* **TASK DESCRIPTION**
Reproduce word for word the part of the thread on extracting text from files, starting at "Sounds like you" and ending at "(actually csv file).".

* **PAGE**
|---|

[SOLVED] extract text from files

Frakk · 08-28-2010, 06:06 PM

Hi,

I have many files in a folder from which I need to extract some contents, these are basically text files wich have individual lines with (i.e)
name: john
address: whatever
phone: 123456

Some caveats

1. Sometimes a line might be missing.
name: johnn
phone: 123456

2. Lines are not in the same line-numbers across the files

I did try some things with awk based on google searches but I couldn't extract the data of each file into a single line (this is the ultimate goal):
john,whatever,123456

I don't have knowledge other than having put some bash scripts together for backup jobs, so I am open to install anything that could help to pull this off.

Any help will be greatly appreciated.
Regards.

xeleema · 08-28-2010, 06:24 PM

Greetingz!

Sounds like you might want to use "egrep". I would suggest first reading the man page for the command, however the following command may help;

egrep -i "name:|phone:|address:" /path/to/files/*

Each pattern you want to find is separated by the pipe ("|") symbol, and the entire set of patterns must be wrapped in the double-quote character.

Frakk · 08-28-2010, 06:35 PM

wow, that was a quick reply !!

It does extract the data, but every item is still dumped to a single line, and I need to combine/chain them into a one line per original file (actually csv file).

That is the part where I got stuck :S

TIA

xeleema · 08-28-2010, 06:49 PM

Ah!

Okay, well then I would pipe that output from the "egrep" command I mentioned earlier to awk (and maybe sort, too)

egrep -i "name:|phone:|address:" /path/to/files/* |\
awk 'NR == 1 { line = sq $0 sq } { line = line "," sq $0 sq } END { print line }'

Now, for some darn reason, this will repeat the first field twice. I have *no* idea why, so if anyone else chimes I'd really appreciate it.

crts · 08-28-2010, 06:49 PM

Hi,

Try this
sed -n ':mark /phone:/ ! {N;b mark}; /phone:/ {s/name:[ ]*//;s/phone:[ ]*/,/;s/address:[ ]*/,/;s/\n//g;p}' infile > outfile

This assumes that there is no 'junk' in between the records. If there is only one record per file then the command can can be simplified.

|---|

[Data listing]
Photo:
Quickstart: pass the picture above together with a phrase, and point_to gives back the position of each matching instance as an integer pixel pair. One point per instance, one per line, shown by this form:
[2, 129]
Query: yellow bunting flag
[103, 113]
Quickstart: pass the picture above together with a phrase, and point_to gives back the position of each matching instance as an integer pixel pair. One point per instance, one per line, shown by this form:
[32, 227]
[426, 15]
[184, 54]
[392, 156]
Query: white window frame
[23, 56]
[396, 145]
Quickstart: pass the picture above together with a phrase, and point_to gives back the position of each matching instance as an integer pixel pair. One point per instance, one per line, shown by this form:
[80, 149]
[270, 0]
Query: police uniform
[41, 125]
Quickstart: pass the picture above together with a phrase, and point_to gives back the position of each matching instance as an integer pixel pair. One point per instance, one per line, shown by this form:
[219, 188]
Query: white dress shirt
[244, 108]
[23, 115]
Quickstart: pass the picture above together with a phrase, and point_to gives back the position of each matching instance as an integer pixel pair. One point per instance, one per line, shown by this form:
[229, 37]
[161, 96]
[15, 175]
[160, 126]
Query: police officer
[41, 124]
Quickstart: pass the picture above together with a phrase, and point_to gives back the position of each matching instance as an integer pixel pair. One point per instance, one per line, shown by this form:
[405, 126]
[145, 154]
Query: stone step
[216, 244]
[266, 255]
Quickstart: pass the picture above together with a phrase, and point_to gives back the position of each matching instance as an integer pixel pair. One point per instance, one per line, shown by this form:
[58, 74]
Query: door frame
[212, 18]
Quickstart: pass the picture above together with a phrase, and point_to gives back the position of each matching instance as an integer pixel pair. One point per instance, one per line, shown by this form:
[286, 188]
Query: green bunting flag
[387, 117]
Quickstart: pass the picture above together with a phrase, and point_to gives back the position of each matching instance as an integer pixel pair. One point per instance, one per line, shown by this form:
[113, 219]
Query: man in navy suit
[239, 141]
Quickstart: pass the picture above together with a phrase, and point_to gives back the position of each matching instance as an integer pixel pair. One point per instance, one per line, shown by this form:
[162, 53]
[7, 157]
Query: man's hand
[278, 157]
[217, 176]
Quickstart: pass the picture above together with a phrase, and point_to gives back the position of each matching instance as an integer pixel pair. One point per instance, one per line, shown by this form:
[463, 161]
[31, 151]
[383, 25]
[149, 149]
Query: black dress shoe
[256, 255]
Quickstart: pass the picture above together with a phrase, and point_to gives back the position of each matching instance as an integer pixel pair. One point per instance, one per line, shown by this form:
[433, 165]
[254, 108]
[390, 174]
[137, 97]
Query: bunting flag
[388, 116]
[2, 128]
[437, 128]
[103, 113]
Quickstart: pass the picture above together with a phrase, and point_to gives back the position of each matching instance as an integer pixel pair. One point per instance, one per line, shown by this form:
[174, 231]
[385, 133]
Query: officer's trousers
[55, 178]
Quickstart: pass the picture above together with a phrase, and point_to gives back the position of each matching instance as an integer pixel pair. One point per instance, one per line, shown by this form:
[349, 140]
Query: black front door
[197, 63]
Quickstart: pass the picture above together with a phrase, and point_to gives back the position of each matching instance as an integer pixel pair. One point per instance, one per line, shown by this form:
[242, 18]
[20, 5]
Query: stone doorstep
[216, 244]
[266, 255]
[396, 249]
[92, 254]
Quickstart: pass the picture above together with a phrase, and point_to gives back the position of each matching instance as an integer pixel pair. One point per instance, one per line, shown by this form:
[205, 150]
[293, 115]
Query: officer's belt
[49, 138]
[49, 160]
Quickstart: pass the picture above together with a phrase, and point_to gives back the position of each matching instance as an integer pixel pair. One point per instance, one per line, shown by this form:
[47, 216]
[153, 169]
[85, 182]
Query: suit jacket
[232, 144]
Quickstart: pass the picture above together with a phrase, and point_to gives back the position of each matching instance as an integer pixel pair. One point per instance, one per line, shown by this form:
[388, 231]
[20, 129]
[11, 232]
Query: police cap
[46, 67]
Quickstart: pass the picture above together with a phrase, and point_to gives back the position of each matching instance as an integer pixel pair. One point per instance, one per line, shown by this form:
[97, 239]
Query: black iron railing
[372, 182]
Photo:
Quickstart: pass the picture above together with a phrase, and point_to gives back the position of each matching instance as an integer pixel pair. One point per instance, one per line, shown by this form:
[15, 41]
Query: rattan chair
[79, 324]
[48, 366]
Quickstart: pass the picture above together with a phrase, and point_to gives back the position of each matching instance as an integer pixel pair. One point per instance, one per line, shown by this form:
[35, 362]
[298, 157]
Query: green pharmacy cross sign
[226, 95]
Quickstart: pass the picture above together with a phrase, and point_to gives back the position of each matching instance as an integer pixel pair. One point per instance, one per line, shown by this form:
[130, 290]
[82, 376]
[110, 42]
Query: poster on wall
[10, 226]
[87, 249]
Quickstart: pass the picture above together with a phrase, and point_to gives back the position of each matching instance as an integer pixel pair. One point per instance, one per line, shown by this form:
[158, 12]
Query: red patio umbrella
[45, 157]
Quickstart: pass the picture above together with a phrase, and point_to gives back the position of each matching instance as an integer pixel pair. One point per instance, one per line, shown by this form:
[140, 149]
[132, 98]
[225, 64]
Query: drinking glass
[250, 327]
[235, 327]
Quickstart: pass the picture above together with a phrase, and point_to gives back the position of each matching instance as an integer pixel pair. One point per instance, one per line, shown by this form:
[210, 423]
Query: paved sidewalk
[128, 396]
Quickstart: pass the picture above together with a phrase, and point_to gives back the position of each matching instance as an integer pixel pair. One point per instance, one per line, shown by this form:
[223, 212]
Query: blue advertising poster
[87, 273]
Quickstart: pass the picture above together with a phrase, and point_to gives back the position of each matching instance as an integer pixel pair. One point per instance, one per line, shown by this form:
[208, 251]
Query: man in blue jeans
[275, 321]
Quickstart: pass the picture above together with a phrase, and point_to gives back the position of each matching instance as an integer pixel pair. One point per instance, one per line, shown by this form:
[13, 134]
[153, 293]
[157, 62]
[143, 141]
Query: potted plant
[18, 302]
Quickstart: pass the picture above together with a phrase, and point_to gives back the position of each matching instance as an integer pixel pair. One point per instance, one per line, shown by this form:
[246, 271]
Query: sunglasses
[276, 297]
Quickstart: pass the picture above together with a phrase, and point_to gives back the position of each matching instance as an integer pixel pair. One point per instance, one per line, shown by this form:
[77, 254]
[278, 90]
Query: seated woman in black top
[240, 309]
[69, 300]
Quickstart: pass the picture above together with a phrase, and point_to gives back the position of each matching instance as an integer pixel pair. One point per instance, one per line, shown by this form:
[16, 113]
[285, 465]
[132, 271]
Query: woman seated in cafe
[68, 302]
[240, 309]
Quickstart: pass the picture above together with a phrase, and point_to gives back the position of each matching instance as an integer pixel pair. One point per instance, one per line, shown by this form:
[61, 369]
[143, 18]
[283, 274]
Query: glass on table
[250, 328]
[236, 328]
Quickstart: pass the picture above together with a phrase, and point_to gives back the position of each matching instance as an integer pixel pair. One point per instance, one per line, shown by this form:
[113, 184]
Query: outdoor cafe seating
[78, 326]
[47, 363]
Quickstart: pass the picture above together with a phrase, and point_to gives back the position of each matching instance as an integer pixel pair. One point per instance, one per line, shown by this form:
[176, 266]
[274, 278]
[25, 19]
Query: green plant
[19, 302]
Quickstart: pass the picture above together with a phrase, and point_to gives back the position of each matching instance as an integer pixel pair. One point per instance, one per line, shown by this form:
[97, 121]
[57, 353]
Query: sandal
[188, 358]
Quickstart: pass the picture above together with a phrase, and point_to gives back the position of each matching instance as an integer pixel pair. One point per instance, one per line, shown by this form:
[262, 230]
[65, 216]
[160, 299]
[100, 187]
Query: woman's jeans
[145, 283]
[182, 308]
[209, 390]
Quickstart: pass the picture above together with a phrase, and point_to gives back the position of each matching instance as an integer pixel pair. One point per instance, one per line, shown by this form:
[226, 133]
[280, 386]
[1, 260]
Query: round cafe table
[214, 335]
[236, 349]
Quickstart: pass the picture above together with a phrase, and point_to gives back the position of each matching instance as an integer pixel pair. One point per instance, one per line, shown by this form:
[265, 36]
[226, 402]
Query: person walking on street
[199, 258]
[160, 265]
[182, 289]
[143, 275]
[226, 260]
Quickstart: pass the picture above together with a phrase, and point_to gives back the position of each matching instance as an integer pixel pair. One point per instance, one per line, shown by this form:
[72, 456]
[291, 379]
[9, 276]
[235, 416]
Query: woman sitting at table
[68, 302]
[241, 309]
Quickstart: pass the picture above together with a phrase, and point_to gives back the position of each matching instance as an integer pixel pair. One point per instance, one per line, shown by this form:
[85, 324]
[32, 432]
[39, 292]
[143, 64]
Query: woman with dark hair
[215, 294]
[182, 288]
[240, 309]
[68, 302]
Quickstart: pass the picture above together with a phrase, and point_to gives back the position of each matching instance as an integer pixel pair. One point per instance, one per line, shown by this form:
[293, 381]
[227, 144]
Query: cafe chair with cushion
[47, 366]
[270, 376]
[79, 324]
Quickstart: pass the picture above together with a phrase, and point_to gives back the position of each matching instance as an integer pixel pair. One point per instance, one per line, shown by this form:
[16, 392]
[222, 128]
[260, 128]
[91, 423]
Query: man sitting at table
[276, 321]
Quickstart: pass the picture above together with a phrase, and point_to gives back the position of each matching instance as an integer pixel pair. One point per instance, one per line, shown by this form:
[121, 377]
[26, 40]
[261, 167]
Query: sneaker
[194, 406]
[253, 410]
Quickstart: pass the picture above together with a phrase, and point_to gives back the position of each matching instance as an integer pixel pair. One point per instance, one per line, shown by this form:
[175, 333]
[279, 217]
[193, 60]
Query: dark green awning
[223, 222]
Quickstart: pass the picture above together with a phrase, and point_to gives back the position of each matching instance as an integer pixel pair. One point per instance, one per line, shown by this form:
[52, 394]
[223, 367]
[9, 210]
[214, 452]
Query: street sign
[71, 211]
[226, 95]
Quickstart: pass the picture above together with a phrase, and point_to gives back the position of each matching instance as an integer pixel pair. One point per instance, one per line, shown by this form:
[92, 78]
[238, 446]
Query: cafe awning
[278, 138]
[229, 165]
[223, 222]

|---|

* **WRITTEN RESPONSE**
Sounds like you might want to use "egrep". I would suggest first reading the man page for the command, however the following command may help;

egrep -i "name:|phone:|address:" /path/to/files/*

Each pattern you want to find is separated by the pipe ("|") symbol, and the entire set of patterns must be wrapped in the double-quote character.

Frakk · 08-28-2010, 06:35 PM

wow, that was a quick reply !!

It does extract the data, but every item is still dumped to a single line, and I need to combine/chain them into a one line per original file (actually csv file).